## [EXERCISE AIM]
When you reproduce the listing, keep every word as it is and drop the pictures.

## [RECORDS TO USE]
'''

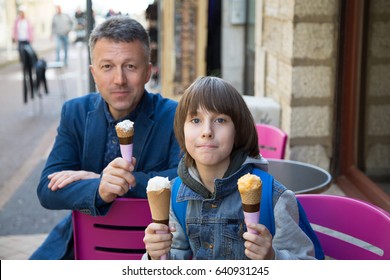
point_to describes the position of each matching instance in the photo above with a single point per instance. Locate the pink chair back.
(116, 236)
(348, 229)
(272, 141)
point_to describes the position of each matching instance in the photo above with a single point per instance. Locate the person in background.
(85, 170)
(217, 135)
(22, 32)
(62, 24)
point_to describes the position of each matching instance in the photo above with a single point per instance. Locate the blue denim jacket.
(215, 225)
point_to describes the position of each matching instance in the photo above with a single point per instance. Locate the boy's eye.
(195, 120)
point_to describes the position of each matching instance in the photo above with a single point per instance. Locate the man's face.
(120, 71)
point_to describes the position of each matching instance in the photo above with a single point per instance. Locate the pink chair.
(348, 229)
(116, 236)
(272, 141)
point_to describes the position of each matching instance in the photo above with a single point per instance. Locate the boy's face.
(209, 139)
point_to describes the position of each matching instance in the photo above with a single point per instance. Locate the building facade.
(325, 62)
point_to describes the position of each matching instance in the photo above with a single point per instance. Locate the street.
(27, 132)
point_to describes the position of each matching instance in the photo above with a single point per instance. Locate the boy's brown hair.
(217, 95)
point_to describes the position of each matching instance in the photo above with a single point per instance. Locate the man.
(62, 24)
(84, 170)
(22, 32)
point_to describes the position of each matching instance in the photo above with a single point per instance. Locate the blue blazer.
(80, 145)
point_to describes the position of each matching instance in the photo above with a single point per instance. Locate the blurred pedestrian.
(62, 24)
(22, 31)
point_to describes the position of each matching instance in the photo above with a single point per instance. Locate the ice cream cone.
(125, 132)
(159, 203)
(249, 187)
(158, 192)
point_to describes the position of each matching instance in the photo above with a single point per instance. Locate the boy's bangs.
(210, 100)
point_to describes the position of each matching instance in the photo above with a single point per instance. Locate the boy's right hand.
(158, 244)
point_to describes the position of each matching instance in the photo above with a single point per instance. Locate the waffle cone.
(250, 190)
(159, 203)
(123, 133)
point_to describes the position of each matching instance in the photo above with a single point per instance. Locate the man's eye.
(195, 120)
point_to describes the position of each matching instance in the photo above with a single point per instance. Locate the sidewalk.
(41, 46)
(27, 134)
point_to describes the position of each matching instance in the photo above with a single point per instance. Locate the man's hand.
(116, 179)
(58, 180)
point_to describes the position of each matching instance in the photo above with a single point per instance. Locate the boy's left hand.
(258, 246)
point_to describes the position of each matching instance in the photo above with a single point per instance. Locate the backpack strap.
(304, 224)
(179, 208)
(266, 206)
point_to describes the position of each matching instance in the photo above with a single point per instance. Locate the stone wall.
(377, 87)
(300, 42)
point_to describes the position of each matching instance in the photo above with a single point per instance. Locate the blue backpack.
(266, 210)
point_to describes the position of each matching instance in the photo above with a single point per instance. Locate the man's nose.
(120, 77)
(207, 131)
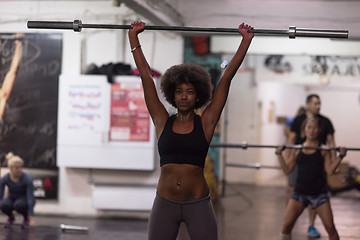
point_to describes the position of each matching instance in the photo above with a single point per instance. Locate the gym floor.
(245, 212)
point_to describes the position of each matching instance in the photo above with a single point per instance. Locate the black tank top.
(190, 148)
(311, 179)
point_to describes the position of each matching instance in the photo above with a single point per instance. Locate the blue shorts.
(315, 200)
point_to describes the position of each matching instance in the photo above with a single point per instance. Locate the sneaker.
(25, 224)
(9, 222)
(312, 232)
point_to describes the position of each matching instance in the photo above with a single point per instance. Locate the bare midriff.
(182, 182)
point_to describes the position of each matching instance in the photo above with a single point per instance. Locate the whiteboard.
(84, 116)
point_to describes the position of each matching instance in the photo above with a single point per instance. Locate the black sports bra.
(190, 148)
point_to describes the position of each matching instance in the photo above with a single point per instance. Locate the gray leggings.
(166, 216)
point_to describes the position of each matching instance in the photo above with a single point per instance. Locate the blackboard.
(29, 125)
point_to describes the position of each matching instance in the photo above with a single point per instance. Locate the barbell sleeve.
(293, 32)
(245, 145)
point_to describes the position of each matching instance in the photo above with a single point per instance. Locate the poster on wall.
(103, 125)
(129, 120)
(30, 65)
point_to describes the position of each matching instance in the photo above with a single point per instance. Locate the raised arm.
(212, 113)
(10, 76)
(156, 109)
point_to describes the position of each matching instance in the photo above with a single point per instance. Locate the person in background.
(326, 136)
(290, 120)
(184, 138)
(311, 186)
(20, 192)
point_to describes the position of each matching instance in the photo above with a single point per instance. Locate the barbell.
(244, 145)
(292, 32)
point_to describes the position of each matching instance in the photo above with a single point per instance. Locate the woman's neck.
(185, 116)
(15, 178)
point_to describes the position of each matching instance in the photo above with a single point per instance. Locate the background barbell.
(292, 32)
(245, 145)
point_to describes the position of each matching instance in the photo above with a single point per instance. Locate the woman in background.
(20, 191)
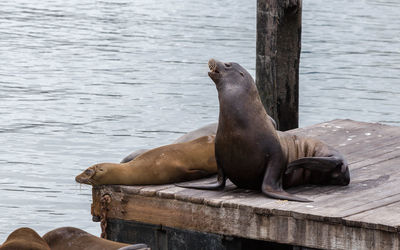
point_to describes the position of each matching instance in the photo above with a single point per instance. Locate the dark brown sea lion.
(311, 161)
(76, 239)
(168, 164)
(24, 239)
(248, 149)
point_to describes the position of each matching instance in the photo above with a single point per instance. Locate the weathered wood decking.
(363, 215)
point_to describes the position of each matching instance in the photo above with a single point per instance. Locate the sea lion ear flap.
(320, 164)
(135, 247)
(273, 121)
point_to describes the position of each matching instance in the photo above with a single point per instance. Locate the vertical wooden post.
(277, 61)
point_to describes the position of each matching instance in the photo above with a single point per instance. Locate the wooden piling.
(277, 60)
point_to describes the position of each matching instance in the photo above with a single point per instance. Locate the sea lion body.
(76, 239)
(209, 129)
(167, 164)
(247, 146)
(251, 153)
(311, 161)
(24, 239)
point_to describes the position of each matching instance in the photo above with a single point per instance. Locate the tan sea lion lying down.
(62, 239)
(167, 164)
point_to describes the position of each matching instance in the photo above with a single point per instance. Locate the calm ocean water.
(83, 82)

'''

## [REPLY]
point_to describes the position of each matching instance in the photo above with a single point per instance. Locate the pink chair back.
(116, 236)
(348, 229)
(272, 141)
point_to describes the position of each matching instance in the photo above with a single point per instance. Locate the person in background.
(85, 170)
(217, 135)
(22, 32)
(62, 24)
point_to describes the position of each matching instance in the photo above with a single point per instance. Locate the blue denim jacket.
(215, 225)
point_to describes the position of each matching instance in the photo above with a single point per instance. Locate the boy's eye.
(195, 120)
point_to describes the position of each matching instance in the photo above with a single point per instance. Locate the man's face.
(120, 71)
point_to describes the position of each matching instance in the photo above with a single point per instance. Locate the pink chair.
(348, 229)
(116, 236)
(272, 141)
point_to describes the position of each matching instance in the photo above with a single point per instance. Locate the boy's face.
(209, 139)
point_to describes the position of each matching instance in the photo above with a single point per instance. Locate the building facade.
(325, 62)
point_to describes the position of each matching instance in the photo above with a single point per instance. Locate the street.
(27, 132)
point_to describes the position of each matching instance in the photo above with a single point per instance. Locate the boy's brown hair.
(217, 95)
point_to describes the position of each matching instance in the photo above with a single point per instance. Locate the man.
(62, 24)
(84, 170)
(22, 32)
point_to describes the position of each matching instance in the photo above with a single point per instance. Locate the blue blazer.
(80, 145)
point_to describes the position of each matching instance in the photo above with a single point per instance. Locate the blurred pedestrian.
(62, 24)
(22, 31)
point_to describes the position of each matching instance in the photo above with a single point per instance. Locate the ice cream cone.
(125, 132)
(159, 203)
(249, 187)
(158, 192)
point_to describes the position of each matching instance in the photo above with a single point per instance. Locate the boy's bangs.
(210, 100)
point_to describes the position of each matching instance in the photo above with a single point per instance. Locate the boy's right hand.
(158, 244)
point_to describes the position of each matching instance in the photo above with a single point per instance. Locate the waffle cone.
(250, 190)
(159, 203)
(123, 133)
point_to describes the position of each matching instance in the photo above with a single point per instance. Locate the man's eye.
(195, 120)
point_to describes the position of each matching instance in the photo above with a single point per instance. Locate the sidewalk.
(41, 46)
(27, 134)
point_to describes the position of each matching instance in the photo above with a single point per instance. Locate the man's hand.
(116, 179)
(58, 180)
point_to describes the position of each matching instance in the photo above with a single point per instance. Locate the boy's left hand.
(258, 246)
point_to describes the position of each matching instance in the photo above with a single point per instance. Locate the backpack strap.
(304, 224)
(179, 208)
(266, 206)
point_to describes the position of each matching instance in the photo above with a single point per instance. Locate the stone wall.
(377, 87)
(300, 42)
point_to describes the position of each matching instance in the photo above with a single point per instance. Locate the blue backpack.
(266, 210)
point_to describes the position of each matching instance in the photo above with a single point per instance. Locate the man's nose.
(120, 77)
(207, 131)
point_to describes the position of each matching instance in the photo above with a single point per instance. Locate the gym floor.
(245, 212)
point_to describes the position of each matching instance in the photo above with a single point per instance. Locate the black tank top.
(190, 148)
(311, 179)
point_to describes the position of each matching instance in the photo above with a single point per instance. Locate the blue shorts.
(315, 200)
point_to describes the position of each matching instance in the photo above with a single point per instance. Locate the sneaker.
(25, 224)
(9, 222)
(312, 232)
point_to describes the position of each matching instance in the photo above with a single point per instance. Locate the bare midriff.
(182, 182)
point_to describes the position of each matching instance in the photo above with a single point per instance. Locate the whiteboard.
(84, 116)
point_to describes the position of each matching instance in the photo above with a single point per instance. Locate the black sports bra.
(190, 148)
point_to describes the position of each matching instance in the photo above with a single point per instance. Locate the gray leggings.
(166, 216)
point_to describes the position of each matching instance in the photo above with a single point per instance. Locate the blackboard.
(29, 125)
point_to describes the position of each matching instance in the photo above with a single point per instance. Locate the barbell sleeve.
(293, 32)
(245, 145)
point_to describes the position of each matching instance in the photo above with a single point per instance. Locate the poster on wall.
(103, 125)
(129, 120)
(30, 65)
point_to describes the position of each matching instance in the photo above with a single point per instance. Locate the raised arm.
(212, 113)
(10, 76)
(156, 109)
point_to describes the position of each matching instance in the photo above with a single point per instance. Locate the person in background.
(326, 136)
(290, 120)
(184, 138)
(311, 186)
(20, 192)
point_to describes the position of each matching instance in the photo above with a single point per instance. Locate the barbell.
(244, 145)
(292, 32)
point_to describes the position of each matching instance in the photo above with a single point per instance. Locate the woman's neck.
(185, 116)
(15, 178)
point_to describes the position of each matching instance in the photo above with a single point per instance. Locate the background barbell.
(292, 32)
(245, 145)
point_to describes the position of each matching instance in the photo above with a single point per instance. Locate the woman in background.
(20, 191)
point_to describes the position of each matching instance in the photo above with a single point per instance. Locate the dark brown sea lion.
(311, 161)
(76, 239)
(168, 164)
(24, 239)
(248, 149)
point_to describes the position of each matching instance in the photo above with a single point per instance. Locate the weathered wood decking.
(363, 215)
point_to describes the position of each matching instance in the photo above with a single point per instance. Locate the sea lion ear flap.
(320, 164)
(135, 247)
(273, 121)
point_to describes the position of each matching instance in the photo above with a single point per instance. Locate the vertical wooden post.
(277, 61)
point_to describes the position of each matching instance in the photo above with a single point per instance. Locate the wooden piling.
(277, 60)
point_to describes the position of each matching instance in the photo above with a single point per instance. Locate the sea lion body.
(76, 239)
(209, 129)
(167, 164)
(247, 146)
(251, 153)
(311, 161)
(24, 239)
point_to describes the position of each matching instance in the photo above with a single point per instance. Locate the tan sea lion lying down.
(62, 239)
(167, 164)
point_to describes the position of each matching instance in the photo above with a single point per instance. Locate the calm ocean water.
(83, 82)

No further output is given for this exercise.